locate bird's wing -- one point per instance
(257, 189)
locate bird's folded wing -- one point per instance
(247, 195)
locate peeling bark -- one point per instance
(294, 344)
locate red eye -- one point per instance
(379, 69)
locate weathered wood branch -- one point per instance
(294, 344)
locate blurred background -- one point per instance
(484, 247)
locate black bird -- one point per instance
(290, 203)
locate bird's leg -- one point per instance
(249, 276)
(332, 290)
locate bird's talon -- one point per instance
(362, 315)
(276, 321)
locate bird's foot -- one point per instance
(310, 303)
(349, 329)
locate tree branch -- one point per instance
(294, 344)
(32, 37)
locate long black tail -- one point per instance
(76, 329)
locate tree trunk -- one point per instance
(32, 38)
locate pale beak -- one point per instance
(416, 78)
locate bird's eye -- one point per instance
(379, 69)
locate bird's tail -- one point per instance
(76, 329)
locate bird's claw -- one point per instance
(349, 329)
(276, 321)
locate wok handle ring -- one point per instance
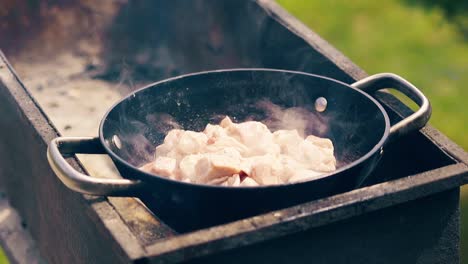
(415, 121)
(62, 147)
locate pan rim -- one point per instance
(350, 165)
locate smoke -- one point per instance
(301, 119)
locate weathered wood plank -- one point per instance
(309, 215)
(68, 227)
(14, 238)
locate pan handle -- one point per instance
(415, 121)
(62, 147)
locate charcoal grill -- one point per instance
(408, 213)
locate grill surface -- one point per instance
(409, 213)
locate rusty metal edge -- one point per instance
(100, 209)
(306, 216)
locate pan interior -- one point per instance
(137, 124)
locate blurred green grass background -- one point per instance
(415, 40)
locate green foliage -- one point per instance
(420, 40)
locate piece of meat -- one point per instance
(305, 175)
(187, 166)
(242, 154)
(234, 180)
(256, 136)
(249, 182)
(212, 166)
(266, 170)
(162, 166)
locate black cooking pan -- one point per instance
(356, 123)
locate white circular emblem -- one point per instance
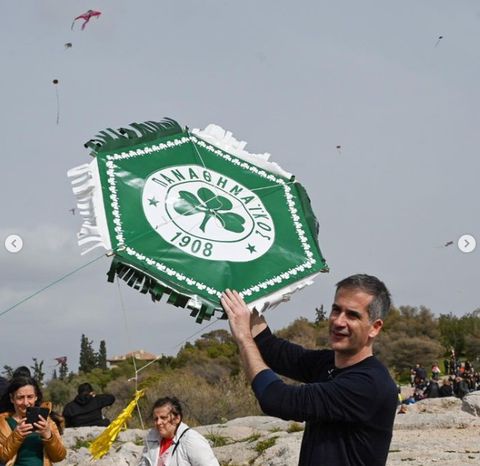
(207, 214)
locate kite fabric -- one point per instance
(87, 16)
(189, 214)
(101, 445)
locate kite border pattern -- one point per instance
(308, 264)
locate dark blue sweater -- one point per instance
(349, 412)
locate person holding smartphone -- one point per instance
(28, 442)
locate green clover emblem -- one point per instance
(211, 205)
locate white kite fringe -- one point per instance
(274, 299)
(85, 182)
(224, 140)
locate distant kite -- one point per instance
(55, 83)
(61, 360)
(86, 17)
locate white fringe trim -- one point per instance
(272, 300)
(86, 187)
(224, 140)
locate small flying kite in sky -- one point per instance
(86, 17)
(61, 360)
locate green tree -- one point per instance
(38, 373)
(453, 331)
(7, 371)
(102, 356)
(88, 358)
(63, 370)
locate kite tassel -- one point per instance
(102, 444)
(137, 133)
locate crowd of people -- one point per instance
(458, 379)
(33, 437)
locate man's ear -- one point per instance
(376, 327)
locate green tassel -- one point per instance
(139, 133)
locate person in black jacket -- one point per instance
(348, 399)
(86, 408)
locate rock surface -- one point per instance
(441, 432)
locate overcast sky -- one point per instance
(296, 79)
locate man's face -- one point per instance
(166, 421)
(350, 329)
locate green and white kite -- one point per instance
(189, 214)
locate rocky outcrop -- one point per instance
(440, 431)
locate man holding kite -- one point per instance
(347, 398)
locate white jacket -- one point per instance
(189, 449)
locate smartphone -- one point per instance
(33, 413)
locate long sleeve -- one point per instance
(350, 398)
(54, 448)
(10, 443)
(198, 450)
(292, 360)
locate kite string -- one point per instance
(58, 104)
(181, 342)
(58, 280)
(128, 334)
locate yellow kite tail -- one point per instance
(103, 442)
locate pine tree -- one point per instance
(38, 373)
(88, 360)
(102, 355)
(7, 371)
(63, 370)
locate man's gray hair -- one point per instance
(381, 302)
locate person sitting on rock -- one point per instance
(446, 389)
(86, 408)
(460, 387)
(432, 390)
(171, 442)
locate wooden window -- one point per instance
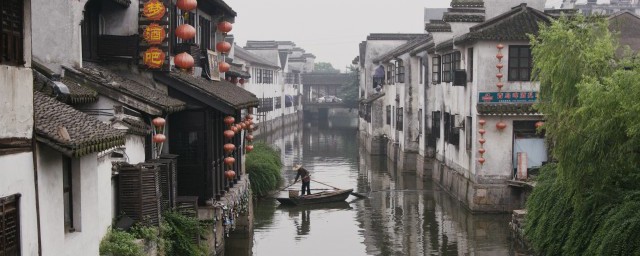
(519, 63)
(435, 70)
(278, 102)
(400, 71)
(420, 121)
(399, 119)
(446, 68)
(435, 124)
(421, 67)
(10, 225)
(468, 132)
(12, 25)
(389, 114)
(470, 63)
(67, 193)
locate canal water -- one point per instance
(403, 215)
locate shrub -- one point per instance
(263, 166)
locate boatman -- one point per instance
(306, 178)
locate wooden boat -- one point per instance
(317, 198)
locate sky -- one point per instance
(331, 29)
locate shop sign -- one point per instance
(507, 97)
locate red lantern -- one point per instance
(223, 66)
(501, 125)
(185, 32)
(187, 5)
(158, 122)
(229, 134)
(229, 120)
(159, 138)
(229, 147)
(223, 46)
(230, 174)
(229, 160)
(184, 60)
(225, 26)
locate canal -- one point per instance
(403, 215)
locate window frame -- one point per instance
(399, 71)
(435, 69)
(514, 65)
(10, 210)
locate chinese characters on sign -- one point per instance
(507, 97)
(154, 34)
(154, 27)
(154, 57)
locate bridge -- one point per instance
(315, 110)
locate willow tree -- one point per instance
(586, 203)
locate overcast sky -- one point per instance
(331, 29)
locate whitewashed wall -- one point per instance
(17, 178)
(85, 181)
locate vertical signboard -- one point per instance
(153, 27)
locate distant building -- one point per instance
(592, 7)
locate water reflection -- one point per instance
(402, 216)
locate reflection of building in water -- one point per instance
(402, 218)
(593, 7)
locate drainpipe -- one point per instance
(35, 181)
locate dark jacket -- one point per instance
(302, 172)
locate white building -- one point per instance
(438, 89)
(18, 198)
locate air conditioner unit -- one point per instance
(458, 121)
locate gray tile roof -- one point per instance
(513, 25)
(241, 53)
(78, 93)
(325, 78)
(55, 120)
(223, 91)
(437, 26)
(391, 36)
(418, 40)
(103, 76)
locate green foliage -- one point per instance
(324, 67)
(263, 166)
(179, 231)
(587, 203)
(120, 243)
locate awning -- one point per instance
(221, 95)
(372, 98)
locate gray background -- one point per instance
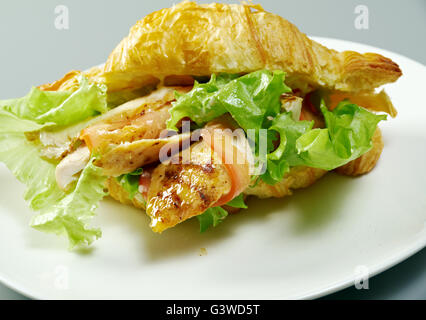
(33, 52)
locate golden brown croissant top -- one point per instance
(198, 40)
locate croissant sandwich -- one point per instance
(198, 108)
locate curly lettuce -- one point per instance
(59, 212)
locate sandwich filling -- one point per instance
(68, 152)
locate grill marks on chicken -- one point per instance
(129, 136)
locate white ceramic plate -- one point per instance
(305, 246)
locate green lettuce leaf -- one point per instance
(249, 99)
(347, 136)
(237, 202)
(59, 212)
(71, 215)
(211, 217)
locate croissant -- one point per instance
(174, 46)
(198, 40)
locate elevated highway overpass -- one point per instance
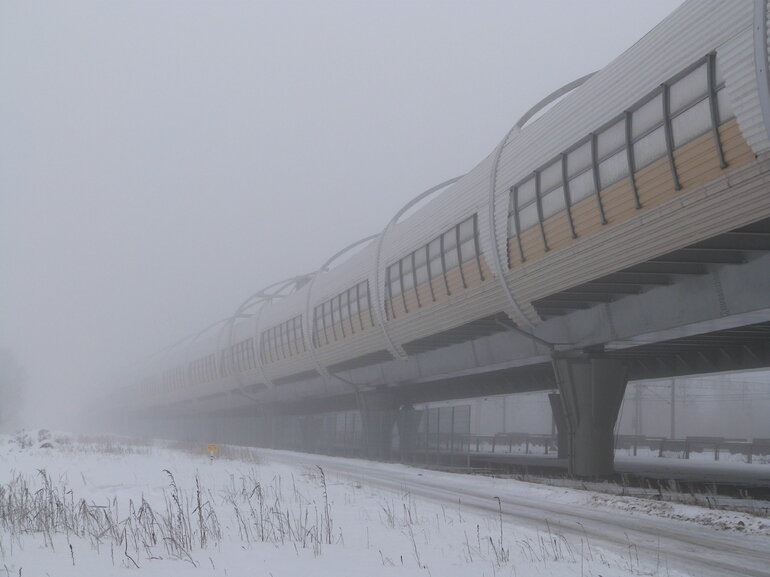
(622, 234)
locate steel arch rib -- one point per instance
(379, 307)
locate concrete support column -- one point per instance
(591, 392)
(560, 419)
(408, 423)
(379, 414)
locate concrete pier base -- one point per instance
(591, 391)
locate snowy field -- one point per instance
(104, 506)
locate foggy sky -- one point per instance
(160, 161)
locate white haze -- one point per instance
(160, 161)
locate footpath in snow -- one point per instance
(106, 506)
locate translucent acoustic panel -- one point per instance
(613, 169)
(647, 116)
(582, 186)
(579, 159)
(650, 148)
(691, 123)
(550, 176)
(685, 91)
(612, 139)
(553, 202)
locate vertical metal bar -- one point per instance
(565, 188)
(711, 65)
(460, 256)
(476, 245)
(284, 332)
(443, 265)
(515, 196)
(430, 274)
(669, 135)
(414, 279)
(342, 320)
(323, 320)
(358, 306)
(630, 158)
(539, 204)
(369, 302)
(597, 176)
(389, 296)
(301, 334)
(333, 320)
(452, 439)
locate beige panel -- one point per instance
(697, 161)
(398, 306)
(424, 293)
(514, 258)
(532, 243)
(557, 231)
(585, 216)
(471, 273)
(618, 201)
(485, 268)
(454, 280)
(411, 301)
(655, 183)
(735, 148)
(366, 319)
(439, 288)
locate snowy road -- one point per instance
(670, 543)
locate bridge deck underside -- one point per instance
(734, 247)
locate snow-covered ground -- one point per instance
(105, 506)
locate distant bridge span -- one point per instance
(622, 234)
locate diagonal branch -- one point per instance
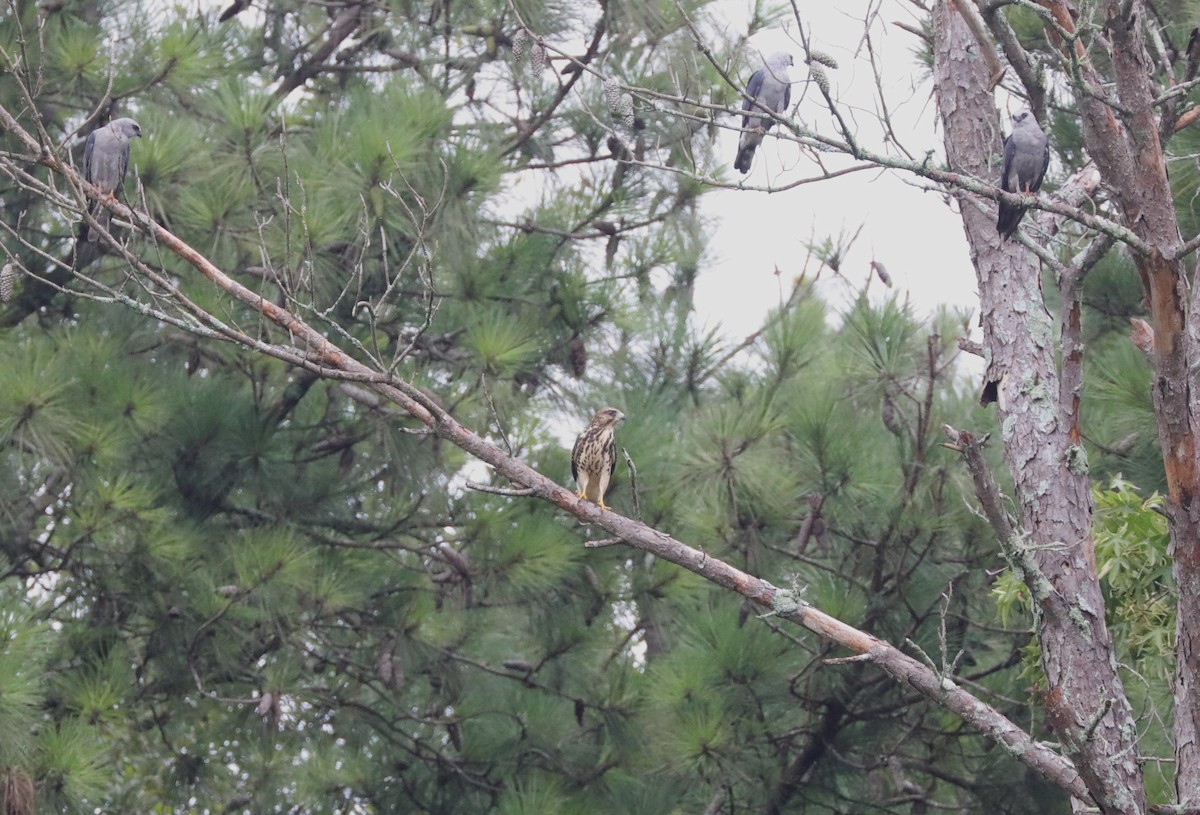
(311, 349)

### Task directions
Please pull out the rows from the line holding "locate white haze -- one point per instance" through the last row, both ends included, and copy them unchanged, leaving out the pictures.

### Solution
locate white haze -- one point per instance
(160, 161)
locate footpath in snow -- one point per instance
(106, 506)
locate translucent acoustic panel -- one point per instance
(613, 169)
(647, 116)
(582, 186)
(579, 159)
(650, 148)
(691, 123)
(550, 176)
(685, 91)
(612, 139)
(553, 202)
locate vertical metal bar -- one point per instance
(565, 188)
(711, 65)
(460, 256)
(476, 245)
(284, 332)
(443, 265)
(515, 196)
(430, 274)
(669, 135)
(414, 279)
(342, 320)
(323, 320)
(358, 306)
(630, 158)
(539, 204)
(369, 302)
(597, 176)
(389, 296)
(301, 334)
(333, 320)
(452, 439)
locate beige panel -- one point per instance
(697, 161)
(398, 306)
(424, 293)
(514, 258)
(532, 243)
(557, 231)
(585, 216)
(471, 273)
(618, 201)
(485, 268)
(454, 280)
(411, 301)
(655, 183)
(735, 148)
(366, 319)
(439, 288)
locate snowy road -- one point per instance
(670, 543)
locate bridge deck underside -- one point per instance
(734, 247)
locate snow-covered ground -- one point per instance
(105, 506)
locate distant bridge span -- one point per instance
(622, 234)
locate diagonal branch -- one point per instance
(311, 349)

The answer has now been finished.